■ Problem
Find every line in the listing below that includes the word "trowel", then give only how many there are.

Start of Block

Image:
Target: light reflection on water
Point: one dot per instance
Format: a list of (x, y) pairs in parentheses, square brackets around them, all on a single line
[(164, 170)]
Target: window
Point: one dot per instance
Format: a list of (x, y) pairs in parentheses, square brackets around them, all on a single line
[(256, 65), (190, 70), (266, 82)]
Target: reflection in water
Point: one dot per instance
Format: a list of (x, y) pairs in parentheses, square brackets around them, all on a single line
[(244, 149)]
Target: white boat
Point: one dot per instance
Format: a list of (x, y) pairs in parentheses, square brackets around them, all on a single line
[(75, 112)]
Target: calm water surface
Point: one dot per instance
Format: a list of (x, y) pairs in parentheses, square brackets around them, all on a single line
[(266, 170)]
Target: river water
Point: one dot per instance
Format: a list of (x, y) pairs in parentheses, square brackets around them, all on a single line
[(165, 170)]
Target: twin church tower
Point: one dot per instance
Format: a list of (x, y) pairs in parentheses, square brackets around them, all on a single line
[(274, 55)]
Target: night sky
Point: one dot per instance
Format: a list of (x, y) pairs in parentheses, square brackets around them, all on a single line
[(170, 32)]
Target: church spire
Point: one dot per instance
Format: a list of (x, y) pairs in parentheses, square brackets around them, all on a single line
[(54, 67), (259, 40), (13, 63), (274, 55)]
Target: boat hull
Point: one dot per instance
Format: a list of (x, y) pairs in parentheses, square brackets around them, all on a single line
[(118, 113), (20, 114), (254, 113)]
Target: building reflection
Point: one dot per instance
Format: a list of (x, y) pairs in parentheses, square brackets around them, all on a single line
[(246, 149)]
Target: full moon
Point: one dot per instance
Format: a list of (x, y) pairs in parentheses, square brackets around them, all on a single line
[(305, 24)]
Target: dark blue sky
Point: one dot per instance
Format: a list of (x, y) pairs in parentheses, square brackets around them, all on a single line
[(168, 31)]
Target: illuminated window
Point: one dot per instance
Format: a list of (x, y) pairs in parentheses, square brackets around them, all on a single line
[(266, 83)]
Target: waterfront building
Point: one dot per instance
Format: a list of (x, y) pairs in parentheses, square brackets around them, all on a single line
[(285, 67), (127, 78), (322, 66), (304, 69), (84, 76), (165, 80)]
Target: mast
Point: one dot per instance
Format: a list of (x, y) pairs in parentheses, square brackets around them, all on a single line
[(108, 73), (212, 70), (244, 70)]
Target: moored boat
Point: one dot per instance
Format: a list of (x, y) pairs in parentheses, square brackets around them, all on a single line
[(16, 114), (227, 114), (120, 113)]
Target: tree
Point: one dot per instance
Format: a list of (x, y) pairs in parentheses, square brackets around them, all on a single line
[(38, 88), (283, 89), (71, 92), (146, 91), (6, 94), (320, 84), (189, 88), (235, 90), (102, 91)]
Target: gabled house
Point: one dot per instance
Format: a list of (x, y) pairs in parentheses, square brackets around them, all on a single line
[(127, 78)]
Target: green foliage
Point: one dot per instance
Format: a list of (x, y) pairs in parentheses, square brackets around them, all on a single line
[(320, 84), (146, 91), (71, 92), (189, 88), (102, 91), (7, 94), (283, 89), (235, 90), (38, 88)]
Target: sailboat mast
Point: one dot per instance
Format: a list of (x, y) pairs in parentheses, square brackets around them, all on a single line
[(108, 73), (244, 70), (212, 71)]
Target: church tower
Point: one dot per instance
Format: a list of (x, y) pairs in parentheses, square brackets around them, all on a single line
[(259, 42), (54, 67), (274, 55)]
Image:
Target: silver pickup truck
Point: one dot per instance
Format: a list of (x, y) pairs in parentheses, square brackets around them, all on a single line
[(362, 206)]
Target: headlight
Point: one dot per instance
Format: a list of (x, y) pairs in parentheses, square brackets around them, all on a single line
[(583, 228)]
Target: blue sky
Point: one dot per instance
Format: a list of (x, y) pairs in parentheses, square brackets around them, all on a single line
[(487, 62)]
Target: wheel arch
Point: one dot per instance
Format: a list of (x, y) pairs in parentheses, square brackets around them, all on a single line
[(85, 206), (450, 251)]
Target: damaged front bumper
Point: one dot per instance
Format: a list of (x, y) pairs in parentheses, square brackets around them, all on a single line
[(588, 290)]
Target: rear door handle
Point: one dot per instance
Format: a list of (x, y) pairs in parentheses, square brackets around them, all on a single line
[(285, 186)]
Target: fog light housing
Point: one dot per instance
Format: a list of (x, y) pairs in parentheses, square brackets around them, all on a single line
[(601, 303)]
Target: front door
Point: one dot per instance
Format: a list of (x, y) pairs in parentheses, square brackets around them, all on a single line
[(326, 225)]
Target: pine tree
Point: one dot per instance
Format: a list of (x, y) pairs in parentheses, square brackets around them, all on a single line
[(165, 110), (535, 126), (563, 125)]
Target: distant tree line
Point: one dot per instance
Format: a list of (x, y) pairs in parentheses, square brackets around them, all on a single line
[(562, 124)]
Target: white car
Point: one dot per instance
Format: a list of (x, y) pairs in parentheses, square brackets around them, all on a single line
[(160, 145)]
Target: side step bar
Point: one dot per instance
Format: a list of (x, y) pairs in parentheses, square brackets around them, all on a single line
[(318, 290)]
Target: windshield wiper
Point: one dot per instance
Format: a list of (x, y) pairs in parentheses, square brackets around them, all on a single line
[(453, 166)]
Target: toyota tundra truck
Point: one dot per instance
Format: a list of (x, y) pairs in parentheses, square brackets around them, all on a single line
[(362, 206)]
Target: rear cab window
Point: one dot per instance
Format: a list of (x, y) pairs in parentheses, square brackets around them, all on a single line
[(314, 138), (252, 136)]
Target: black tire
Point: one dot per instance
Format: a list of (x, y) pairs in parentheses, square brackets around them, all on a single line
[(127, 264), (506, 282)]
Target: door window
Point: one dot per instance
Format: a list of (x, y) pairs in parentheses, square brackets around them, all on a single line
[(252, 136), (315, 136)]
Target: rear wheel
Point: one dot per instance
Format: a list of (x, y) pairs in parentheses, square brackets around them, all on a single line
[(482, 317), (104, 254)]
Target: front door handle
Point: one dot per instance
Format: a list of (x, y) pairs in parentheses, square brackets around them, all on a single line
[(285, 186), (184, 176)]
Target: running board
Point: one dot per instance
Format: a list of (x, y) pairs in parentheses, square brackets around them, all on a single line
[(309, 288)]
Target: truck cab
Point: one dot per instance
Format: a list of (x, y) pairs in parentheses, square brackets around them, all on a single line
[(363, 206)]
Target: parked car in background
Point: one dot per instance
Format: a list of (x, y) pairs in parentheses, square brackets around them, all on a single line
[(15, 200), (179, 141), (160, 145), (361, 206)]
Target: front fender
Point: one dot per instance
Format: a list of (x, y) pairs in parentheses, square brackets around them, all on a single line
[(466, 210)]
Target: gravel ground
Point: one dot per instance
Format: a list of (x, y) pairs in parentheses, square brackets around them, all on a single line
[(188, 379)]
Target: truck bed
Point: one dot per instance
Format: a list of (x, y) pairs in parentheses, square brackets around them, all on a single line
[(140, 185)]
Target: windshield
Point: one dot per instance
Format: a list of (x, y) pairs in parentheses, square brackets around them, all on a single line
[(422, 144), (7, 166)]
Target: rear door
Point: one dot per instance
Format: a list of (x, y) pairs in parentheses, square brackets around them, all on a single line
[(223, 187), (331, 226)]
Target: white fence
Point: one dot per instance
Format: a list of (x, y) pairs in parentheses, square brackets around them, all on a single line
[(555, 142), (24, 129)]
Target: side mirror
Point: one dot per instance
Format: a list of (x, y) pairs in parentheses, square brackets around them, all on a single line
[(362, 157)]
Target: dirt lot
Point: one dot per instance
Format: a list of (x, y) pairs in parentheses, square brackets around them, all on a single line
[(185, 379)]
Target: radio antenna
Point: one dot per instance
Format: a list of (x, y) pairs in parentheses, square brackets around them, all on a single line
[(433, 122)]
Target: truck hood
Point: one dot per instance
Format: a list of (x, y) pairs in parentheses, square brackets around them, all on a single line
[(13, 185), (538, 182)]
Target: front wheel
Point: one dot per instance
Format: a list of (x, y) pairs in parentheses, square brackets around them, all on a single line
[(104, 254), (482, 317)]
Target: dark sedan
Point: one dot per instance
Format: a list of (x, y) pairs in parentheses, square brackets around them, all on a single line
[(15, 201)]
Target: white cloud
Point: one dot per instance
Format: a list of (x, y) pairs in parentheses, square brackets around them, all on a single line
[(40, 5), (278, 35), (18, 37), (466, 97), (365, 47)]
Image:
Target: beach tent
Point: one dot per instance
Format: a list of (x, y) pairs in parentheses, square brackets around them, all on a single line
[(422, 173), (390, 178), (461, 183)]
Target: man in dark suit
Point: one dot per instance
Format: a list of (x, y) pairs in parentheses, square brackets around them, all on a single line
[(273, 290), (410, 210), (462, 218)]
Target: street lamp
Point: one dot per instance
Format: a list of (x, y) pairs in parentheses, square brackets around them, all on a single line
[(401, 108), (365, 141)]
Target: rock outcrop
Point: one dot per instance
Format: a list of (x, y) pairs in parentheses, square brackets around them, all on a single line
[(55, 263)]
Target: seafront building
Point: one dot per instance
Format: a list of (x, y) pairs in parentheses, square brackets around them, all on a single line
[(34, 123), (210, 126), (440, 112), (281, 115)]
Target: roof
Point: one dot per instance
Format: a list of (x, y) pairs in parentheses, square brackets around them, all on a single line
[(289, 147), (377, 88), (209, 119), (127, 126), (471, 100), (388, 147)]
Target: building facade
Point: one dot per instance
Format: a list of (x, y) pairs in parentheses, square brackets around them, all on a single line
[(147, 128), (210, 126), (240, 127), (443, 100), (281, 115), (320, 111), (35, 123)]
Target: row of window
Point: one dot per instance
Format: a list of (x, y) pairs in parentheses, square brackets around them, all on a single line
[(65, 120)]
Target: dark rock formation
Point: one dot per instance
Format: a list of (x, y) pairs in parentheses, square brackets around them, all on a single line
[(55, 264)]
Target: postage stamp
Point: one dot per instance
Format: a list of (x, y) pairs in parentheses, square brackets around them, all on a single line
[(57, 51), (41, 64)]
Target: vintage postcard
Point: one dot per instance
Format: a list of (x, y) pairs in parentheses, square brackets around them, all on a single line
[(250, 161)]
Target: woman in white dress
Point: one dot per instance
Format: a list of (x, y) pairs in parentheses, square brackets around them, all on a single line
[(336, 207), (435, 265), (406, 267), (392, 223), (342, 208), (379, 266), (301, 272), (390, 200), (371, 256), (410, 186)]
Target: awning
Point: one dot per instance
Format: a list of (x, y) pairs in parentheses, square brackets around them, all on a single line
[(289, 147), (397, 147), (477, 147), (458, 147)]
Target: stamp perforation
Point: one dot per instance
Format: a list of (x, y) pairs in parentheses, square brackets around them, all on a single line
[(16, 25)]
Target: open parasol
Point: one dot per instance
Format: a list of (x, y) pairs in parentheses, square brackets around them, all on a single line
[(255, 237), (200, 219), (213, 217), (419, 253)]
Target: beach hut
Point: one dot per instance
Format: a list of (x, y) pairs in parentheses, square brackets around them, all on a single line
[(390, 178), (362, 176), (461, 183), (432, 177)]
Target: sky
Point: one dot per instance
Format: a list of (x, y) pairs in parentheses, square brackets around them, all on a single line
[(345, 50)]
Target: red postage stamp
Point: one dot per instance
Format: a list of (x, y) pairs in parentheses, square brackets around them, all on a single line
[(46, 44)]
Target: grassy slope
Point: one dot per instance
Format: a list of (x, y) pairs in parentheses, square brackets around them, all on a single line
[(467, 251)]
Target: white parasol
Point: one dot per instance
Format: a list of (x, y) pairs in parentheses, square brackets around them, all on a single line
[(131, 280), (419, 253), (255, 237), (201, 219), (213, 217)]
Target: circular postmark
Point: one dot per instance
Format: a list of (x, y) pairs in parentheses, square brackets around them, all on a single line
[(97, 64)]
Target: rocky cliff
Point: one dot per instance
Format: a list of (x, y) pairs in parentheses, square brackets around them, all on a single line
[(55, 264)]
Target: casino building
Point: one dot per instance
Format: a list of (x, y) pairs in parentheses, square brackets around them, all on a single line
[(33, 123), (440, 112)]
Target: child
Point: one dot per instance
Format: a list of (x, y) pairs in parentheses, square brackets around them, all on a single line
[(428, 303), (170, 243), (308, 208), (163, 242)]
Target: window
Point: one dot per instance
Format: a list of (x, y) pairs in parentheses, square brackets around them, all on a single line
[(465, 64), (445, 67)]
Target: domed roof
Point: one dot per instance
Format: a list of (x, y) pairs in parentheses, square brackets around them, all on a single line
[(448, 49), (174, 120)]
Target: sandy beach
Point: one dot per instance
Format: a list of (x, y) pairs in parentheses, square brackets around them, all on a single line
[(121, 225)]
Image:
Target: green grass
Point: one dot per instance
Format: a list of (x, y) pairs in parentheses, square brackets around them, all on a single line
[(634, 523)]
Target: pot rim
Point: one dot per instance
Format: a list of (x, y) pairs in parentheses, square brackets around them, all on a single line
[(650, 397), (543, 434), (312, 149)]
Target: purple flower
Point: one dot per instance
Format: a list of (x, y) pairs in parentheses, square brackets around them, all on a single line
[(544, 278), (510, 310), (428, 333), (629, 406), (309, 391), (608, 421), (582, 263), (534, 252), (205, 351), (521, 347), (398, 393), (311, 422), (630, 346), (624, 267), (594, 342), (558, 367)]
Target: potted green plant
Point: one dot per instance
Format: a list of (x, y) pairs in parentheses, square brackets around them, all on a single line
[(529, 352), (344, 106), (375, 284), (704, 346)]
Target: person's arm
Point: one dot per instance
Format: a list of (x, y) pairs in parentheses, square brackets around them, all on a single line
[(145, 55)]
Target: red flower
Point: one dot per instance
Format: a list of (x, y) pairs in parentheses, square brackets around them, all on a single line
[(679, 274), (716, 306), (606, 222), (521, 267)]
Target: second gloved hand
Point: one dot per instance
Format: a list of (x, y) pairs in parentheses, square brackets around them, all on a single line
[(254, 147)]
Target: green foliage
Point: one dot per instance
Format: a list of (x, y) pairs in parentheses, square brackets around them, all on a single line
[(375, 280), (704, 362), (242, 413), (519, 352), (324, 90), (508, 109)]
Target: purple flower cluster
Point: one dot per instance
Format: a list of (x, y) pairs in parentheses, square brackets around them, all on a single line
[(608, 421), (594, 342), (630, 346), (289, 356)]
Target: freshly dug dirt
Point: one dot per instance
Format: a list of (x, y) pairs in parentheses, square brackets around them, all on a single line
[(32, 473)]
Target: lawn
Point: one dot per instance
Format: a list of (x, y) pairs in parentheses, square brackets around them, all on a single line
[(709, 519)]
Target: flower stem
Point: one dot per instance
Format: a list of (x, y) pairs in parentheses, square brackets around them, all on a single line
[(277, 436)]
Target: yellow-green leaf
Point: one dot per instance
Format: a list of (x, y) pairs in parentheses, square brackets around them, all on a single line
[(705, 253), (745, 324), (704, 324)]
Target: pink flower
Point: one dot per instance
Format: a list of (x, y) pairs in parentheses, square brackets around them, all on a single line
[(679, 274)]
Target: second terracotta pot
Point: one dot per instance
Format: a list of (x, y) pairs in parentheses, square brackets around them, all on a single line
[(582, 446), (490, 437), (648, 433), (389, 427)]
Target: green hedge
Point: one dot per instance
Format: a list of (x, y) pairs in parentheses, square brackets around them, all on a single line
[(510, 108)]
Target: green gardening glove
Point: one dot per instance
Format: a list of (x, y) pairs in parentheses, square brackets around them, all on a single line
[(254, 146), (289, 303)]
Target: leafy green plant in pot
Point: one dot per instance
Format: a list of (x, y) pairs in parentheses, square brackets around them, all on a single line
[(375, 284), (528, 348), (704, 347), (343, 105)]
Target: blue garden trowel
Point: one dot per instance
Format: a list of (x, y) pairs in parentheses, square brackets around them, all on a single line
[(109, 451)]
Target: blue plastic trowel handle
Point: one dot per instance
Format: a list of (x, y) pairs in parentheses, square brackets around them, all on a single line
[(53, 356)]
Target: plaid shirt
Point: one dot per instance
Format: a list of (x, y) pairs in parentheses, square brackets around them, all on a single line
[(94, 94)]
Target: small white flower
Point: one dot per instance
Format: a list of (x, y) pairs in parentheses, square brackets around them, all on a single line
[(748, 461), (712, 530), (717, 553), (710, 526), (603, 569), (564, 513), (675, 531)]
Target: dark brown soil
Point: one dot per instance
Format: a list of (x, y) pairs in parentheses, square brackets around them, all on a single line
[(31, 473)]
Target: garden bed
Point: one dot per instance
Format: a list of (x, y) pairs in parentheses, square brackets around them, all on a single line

End of Block

■ Response area
2